TESTO FORNITO -
-=-=-

Il male Paganini
La storia del grande genio del violino Niccolò Paganini è costellata di leggende misteriose ed inquietanti, a cominciare dalla sua straordinaria bravura che non ebbe mai emuli né paragoni, per continuare con la tanto nota diceria del suo patto con il diavolo e terminare con la sua morte, avvenuta a Nizza nel 1840.
Ma ciò che di più sorprende è la sua storia clinica, perché le malattie che lo tormentarono nel corso della vita furono moltissime, e tutte gravi, tanto che l’esservi sopravvissuto sino a raggiungere l’età adulta è un fatto inspiegabile ancora oggi.
I suoi malanni iniziarono quando era ancora un bambino di pochi anni, e fu dato per morto dopo una febbre misteriosa (forse un attacco di morbillo). Fu solo per un miracolo che si salvò, perché, già avvolto in un sudario e pronto alla sepoltura, qualcuno si accorse di un lievissimo movimento del braccio, sottraendolo così ad una prematura tumulazione.
La sua carriera strepitosa iniziò prestissimo, ma, al contrario dei suoi successi, delle tournée e di altre vicende di tipo professionale, e la sua storia personale è gravata da ombre lunghissime, e per quanto riguarda la salute nulla gli fu risparmiato. Si racconta infatti che fosse continuamente tormentato da dolori d’ogni genere, reumatismi, artriti, artrosi, vari malanni di natura intestinale e da un paio di malattie veneree, e aveva in più una malformazione congenita alla mano sinistra per cui l’arto aveva le sembianze di un ragno disarticolato (la Sindrome di Marfan). Fu inoltre afflitto da una bronchite cronica - aggravata dalla gran quantità di oppio che fumava - e inoltre gli venne una brutta osteomielite che lo fece quasi impazzire dal dolore. Dentisti incompetenti gli estrassero tutti i denti inferiori senza anestesia, e dovettero immobilizzarlo con la forza. Aveva un viso scavato ed un colorito smorto, quasi giallastro, forse per problemi di fegato, e tra l’altro mangiava pochissimo, così che il suo organismo era debole e privo degli alimenti necessari.

-=-=-

DATI FORNITI -
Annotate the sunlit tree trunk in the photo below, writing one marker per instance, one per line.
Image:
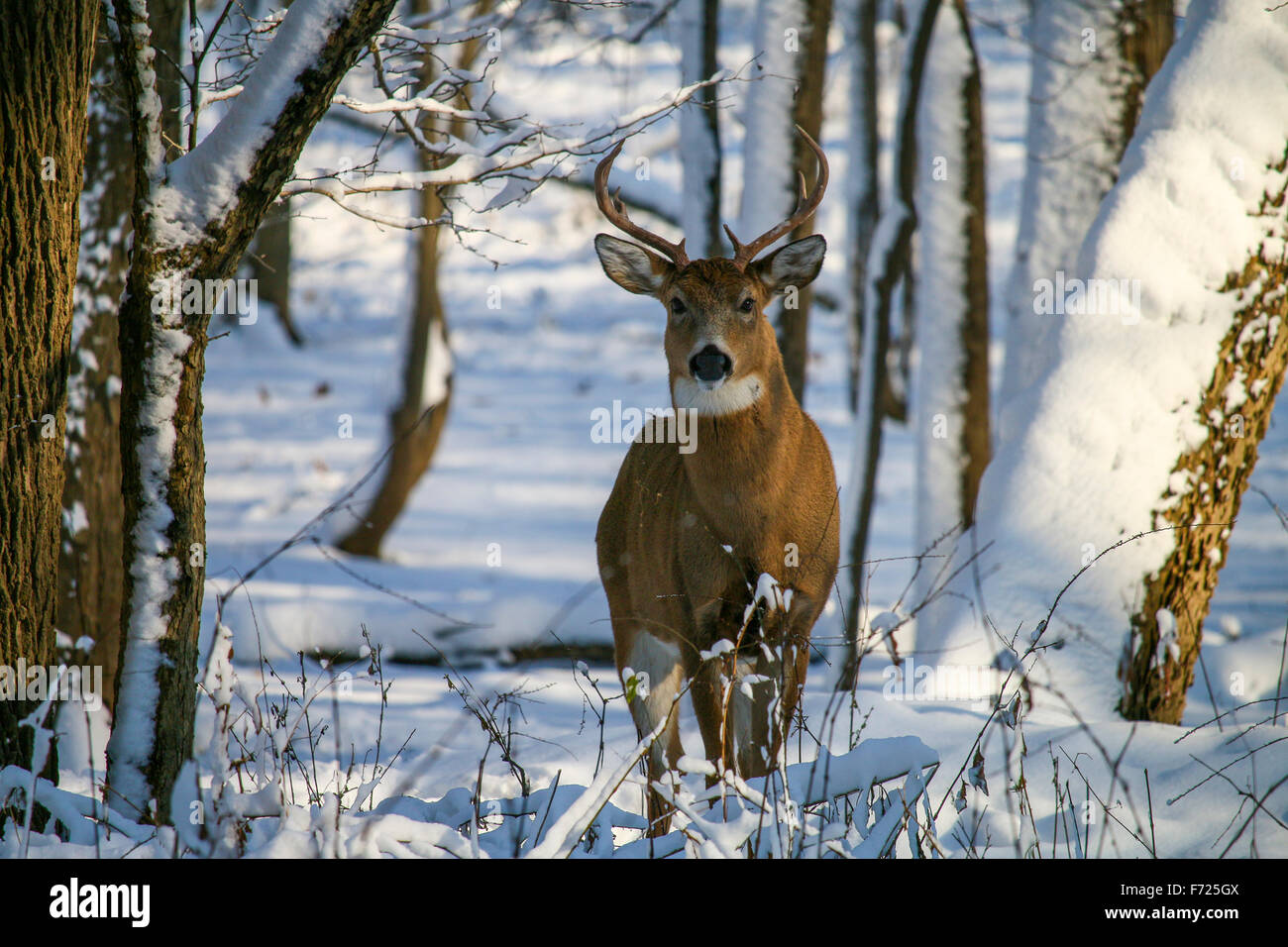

-=-=-

CONSEGNA 1 - Trascrivi parola per parola il testo su Paganini, partendo da "I suoi malanni" e terminando con "una prematura tumulazione.".
CONSEGNA 2 - Prosegui il testo sulle malattie di Paganini dal punto in cui si ferma.
Il materiale non ha alcuna parte in questo lavoro.

RISPOSTA 1 -
I suoi malanni iniziarono quando era ancora un bambino di pochi anni, e fu dato per morto dopo una febbre misteriosa (forse un attacco di morbillo). Fu solo per un miracolo che si salvò, perché, già avvolto in un sudario e pronto alla sepoltura, qualcuno si accorse di un lievissimo movimento del braccio, sottraendolo così ad una prematura tumulazione.

RISPOSTA 2 -
Per cercare di lenire il dolore ingeriva in continuazione medicine d’ogni tipo, mercurio in dosi massicce, sciroppi, impasti, unguenti e medicamenti artigianali, tutte cure sbagliate che ebbero come conseguenza l’insorgere di una cistite cronica tramutatasi con il tempo in una orchite. Lo sottoposero a salassi con delle sanguisughe, e fu una tortura insopportabile. Infine (come se non bastasse), sopraggiunse una laringite di natura sconosciuta che lo rese muto, anche se la voce del suo violino era mille volte più esplicita di ogni parola.
Ammalatosi infine di tubercolosi, in punto di morte non riuscì a farsi capire da quanti gli erano intorno, ed allora dissero che aveva rifiutato i sacramenti. Niente sepoltura in terra benedetta, quindi. Alla stampa vietarono persino di citare il suo nome.
Il suo cadavere, nella medesima e logora finanziera nera che indossava durante i suoi concerti, fu deposto in una bara con sopra una lastra di vetro ed esposta in un deposito del pesce, perché nessun cimitero voleva ospitarlo. Gli trovarono un posto vicino ad un oleificio, ma gli operai che vi lavoravano, per sfregio, ne imbrattarono la tomba. Lì restò per un bel po’ di tempo, fino a che non lo portarono definitivamente a Parma nel 1876.